■ STATED PROBLEM
Each record below should be repeated precisely as written.

■ DATA LINES
--------------------------------

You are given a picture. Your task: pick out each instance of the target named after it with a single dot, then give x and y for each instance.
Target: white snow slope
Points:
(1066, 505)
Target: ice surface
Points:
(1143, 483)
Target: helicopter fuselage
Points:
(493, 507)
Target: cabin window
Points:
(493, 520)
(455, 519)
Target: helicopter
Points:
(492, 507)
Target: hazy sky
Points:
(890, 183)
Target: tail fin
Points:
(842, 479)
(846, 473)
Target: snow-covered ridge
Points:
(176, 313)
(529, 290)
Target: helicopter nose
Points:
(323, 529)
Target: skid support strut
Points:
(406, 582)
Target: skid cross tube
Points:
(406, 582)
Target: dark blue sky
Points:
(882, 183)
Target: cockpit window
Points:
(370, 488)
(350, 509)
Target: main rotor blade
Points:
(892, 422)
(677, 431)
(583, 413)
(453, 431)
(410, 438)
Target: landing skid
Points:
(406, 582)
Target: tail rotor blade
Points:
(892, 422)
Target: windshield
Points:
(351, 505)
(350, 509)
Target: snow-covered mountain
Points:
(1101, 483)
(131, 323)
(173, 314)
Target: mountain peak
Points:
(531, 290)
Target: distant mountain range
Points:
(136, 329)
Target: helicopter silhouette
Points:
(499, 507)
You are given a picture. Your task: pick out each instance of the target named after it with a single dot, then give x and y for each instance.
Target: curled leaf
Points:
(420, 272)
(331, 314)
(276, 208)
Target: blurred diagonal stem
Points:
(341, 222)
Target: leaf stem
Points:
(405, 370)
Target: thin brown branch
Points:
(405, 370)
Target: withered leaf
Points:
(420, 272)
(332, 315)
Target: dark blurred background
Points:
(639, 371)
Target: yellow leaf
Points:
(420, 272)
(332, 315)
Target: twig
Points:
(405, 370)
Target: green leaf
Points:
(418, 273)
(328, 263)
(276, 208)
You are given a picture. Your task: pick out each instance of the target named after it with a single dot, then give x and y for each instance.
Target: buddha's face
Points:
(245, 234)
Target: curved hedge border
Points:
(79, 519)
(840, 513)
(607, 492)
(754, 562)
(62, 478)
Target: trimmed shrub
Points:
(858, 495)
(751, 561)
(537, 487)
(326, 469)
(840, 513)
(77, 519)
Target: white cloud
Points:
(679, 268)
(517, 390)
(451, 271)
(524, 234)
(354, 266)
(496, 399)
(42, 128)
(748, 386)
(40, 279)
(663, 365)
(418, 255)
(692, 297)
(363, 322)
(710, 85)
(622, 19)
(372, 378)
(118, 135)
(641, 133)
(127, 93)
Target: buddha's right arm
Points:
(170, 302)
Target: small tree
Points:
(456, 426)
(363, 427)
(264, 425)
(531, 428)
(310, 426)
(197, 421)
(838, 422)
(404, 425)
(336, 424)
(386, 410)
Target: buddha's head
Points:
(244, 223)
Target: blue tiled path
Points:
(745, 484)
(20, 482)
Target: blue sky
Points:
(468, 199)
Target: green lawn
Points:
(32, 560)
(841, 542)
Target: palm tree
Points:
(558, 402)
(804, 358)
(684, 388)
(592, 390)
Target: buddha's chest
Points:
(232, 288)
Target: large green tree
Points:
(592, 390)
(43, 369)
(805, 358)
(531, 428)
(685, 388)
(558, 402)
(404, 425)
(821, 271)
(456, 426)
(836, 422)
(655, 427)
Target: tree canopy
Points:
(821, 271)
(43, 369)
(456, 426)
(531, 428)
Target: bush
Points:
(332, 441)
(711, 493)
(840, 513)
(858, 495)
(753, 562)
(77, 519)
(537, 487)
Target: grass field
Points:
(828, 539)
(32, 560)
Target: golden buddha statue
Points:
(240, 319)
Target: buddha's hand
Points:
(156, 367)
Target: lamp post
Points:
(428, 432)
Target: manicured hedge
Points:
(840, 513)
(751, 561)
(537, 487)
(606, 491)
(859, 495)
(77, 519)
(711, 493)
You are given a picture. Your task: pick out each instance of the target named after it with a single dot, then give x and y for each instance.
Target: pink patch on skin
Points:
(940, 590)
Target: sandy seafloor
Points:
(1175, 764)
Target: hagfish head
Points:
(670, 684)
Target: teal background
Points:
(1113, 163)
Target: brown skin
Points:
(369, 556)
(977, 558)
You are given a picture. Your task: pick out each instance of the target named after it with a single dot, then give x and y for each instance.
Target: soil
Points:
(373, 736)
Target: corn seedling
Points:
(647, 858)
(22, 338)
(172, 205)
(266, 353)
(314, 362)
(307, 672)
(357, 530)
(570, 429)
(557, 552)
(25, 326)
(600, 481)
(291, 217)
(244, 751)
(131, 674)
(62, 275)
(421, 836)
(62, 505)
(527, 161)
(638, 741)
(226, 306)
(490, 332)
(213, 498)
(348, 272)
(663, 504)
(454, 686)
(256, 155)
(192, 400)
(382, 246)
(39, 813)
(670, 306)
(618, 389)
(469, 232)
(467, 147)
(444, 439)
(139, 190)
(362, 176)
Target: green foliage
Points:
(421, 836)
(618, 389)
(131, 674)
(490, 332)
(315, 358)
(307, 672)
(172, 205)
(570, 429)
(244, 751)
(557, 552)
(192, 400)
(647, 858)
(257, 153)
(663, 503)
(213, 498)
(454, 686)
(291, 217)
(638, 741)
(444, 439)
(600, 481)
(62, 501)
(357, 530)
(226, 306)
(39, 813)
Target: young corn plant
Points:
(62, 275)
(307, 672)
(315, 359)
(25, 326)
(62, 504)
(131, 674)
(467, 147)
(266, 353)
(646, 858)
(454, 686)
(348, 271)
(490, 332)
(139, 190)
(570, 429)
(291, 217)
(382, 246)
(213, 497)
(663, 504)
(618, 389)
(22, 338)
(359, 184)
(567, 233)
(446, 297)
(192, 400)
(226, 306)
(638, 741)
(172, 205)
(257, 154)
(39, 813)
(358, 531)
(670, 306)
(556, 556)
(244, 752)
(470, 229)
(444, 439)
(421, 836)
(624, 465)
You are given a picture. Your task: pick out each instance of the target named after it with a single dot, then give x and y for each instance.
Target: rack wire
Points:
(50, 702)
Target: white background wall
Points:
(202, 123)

--------------------------------

■ FINISHED EXERCISE
You are given a picture. Your task: pick out each instance of the target named after it with a single dot, then give x and y for each instance.
Target: white snow slope
Points:
(1066, 505)
Target: ice surface
Points:
(1143, 483)
Target: helicopter fuselage
Points:
(493, 507)
Target: cabin window
Points:
(493, 520)
(455, 519)
Target: helicopter
Points:
(492, 507)
Target: hazy sky
Points:
(890, 183)
Target: tail fin
Points:
(842, 479)
(846, 473)
Target: snow-covered ridge
Points:
(176, 313)
(529, 290)
Target: helicopter nose
Points:
(323, 529)
Target: skid support strut
Points:
(406, 582)
Target: skid cross tube
Points:
(406, 582)
Target: dark blue sky
Points:
(882, 183)
Target: cockpit window
Points:
(370, 488)
(350, 509)
Target: main rotor blade
Points:
(892, 422)
(677, 431)
(583, 413)
(453, 431)
(410, 438)
Target: landing skid
Points:
(406, 582)
Target: tail rotor blade
Points:
(892, 422)
Target: windshield
Points:
(351, 505)
(350, 509)
Target: snow-covered mountain
Points:
(1101, 483)
(131, 323)
(173, 314)
Target: mountain peak
Points:
(531, 290)
Target: distant mountain range
Points:
(136, 329)
Target: helicopter silhouette
Points:
(499, 507)
You are given a picture. Your task: pick out each instance of the target named after it with a single dot, then give x and y for each instance.
Target: curled leaf
Points:
(420, 272)
(331, 314)
(276, 208)
Target: blurred diagonal stem
Points:
(341, 222)
Target: leaf stem
Points:
(405, 370)
Target: thin brown branch
Points:
(405, 370)
Target: withered leaf
Points:
(420, 272)
(332, 315)
Target: dark blurred background
Points:
(639, 371)
Target: yellow leaf
Points:
(420, 272)
(332, 315)
Target: twig
Points:
(405, 370)
Target: green leaf
Points:
(418, 273)
(328, 263)
(276, 208)
You are given a picture. Your task: pick out each instance of the target named after it with a single dot, then give x and y for each instance.
Target: buddha's face
Points:
(245, 234)
Target: curved hedge border
Points:
(79, 519)
(840, 513)
(607, 492)
(754, 562)
(62, 478)
Target: trimmed shrub
Points:
(858, 495)
(751, 561)
(537, 487)
(326, 469)
(840, 513)
(77, 519)
Target: white cloud
Points:
(679, 268)
(517, 390)
(451, 271)
(524, 234)
(354, 266)
(496, 399)
(42, 128)
(748, 386)
(40, 279)
(663, 365)
(418, 255)
(692, 297)
(363, 322)
(710, 85)
(622, 19)
(372, 378)
(118, 135)
(641, 133)
(127, 93)
Target: buddha's right arm
Points:
(170, 302)
Target: small tree
Points:
(456, 426)
(363, 427)
(264, 425)
(531, 428)
(310, 426)
(197, 421)
(838, 422)
(404, 425)
(336, 424)
(386, 410)
Target: buddha's head
Points:
(244, 223)
Target: blue tiled path
Points:
(745, 484)
(20, 482)
Target: blue sky
Points:
(468, 199)
Target: green lawn
Points:
(32, 560)
(841, 542)
Target: palm tree
Points:
(558, 402)
(804, 358)
(684, 388)
(592, 390)
Target: buddha's chest
Points:
(232, 288)
Target: large green tree
Points:
(592, 390)
(43, 369)
(805, 358)
(531, 428)
(685, 388)
(558, 402)
(404, 425)
(821, 271)
(456, 426)
(836, 422)
(655, 427)
Target: tree canopy
Points:
(821, 271)
(43, 369)
(456, 426)
(531, 428)
Target: bush
Points:
(332, 441)
(711, 493)
(840, 513)
(858, 495)
(753, 562)
(77, 519)
(537, 487)
Target: grass field
Points:
(828, 539)
(32, 560)
Target: golden buddha statue
Points:
(240, 319)
Target: buddha's hand
Points:
(156, 367)
Target: lamp post
Points:
(428, 432)
Target: manicured hedge
Points:
(840, 513)
(751, 561)
(537, 487)
(606, 491)
(859, 495)
(77, 519)
(711, 493)
You are given a picture. Your task: pick out each instance of the target named after it with a single dot, then give x and y for each instance.
Target: pink patch on skin
Points:
(940, 590)
Target: sandy seafloor
Points:
(1175, 764)
Target: hagfish head
Points:
(670, 684)
Target: teal background
Points:
(1113, 163)
Target: brown skin
Points:
(369, 556)
(977, 558)
You are given a picture. Your task: pick out each instance of the target named after it with a single dot, then give x and y for each instance.
Target: soil
Points:
(373, 736)
Target: corn seedling
Points:
(647, 858)
(22, 338)
(172, 205)
(266, 353)
(314, 362)
(307, 672)
(357, 530)
(570, 429)
(557, 552)
(25, 326)
(600, 481)
(291, 217)
(244, 751)
(131, 674)
(62, 275)
(421, 836)
(62, 505)
(527, 161)
(638, 741)
(226, 306)
(490, 332)
(213, 498)
(348, 272)
(663, 504)
(454, 686)
(256, 155)
(192, 400)
(382, 246)
(39, 813)
(670, 306)
(618, 389)
(469, 232)
(467, 147)
(444, 439)
(139, 190)
(362, 176)
Target: green foliage
Points:
(421, 836)
(618, 389)
(131, 674)
(490, 332)
(315, 358)
(307, 672)
(172, 205)
(570, 429)
(244, 751)
(557, 552)
(192, 400)
(647, 858)
(257, 153)
(663, 503)
(213, 498)
(454, 686)
(291, 217)
(638, 741)
(444, 439)
(600, 481)
(62, 501)
(357, 530)
(226, 306)
(39, 813)
Target: young corn plant
Points:
(62, 275)
(307, 672)
(315, 359)
(25, 326)
(62, 504)
(131, 674)
(467, 147)
(266, 353)
(646, 858)
(454, 686)
(348, 271)
(490, 332)
(139, 190)
(570, 429)
(291, 217)
(382, 246)
(213, 497)
(663, 504)
(618, 389)
(22, 338)
(359, 184)
(567, 233)
(446, 297)
(192, 400)
(226, 306)
(638, 741)
(172, 205)
(257, 154)
(39, 813)
(358, 531)
(670, 306)
(556, 556)
(244, 752)
(470, 229)
(444, 439)
(421, 836)
(624, 465)
You are given a picture. Your task: pick out each instance of the target named after it with a single dot, then give x and y for each instance.
Target: rack wire
Points:
(50, 702)
Target: white background wall
Points:
(202, 123)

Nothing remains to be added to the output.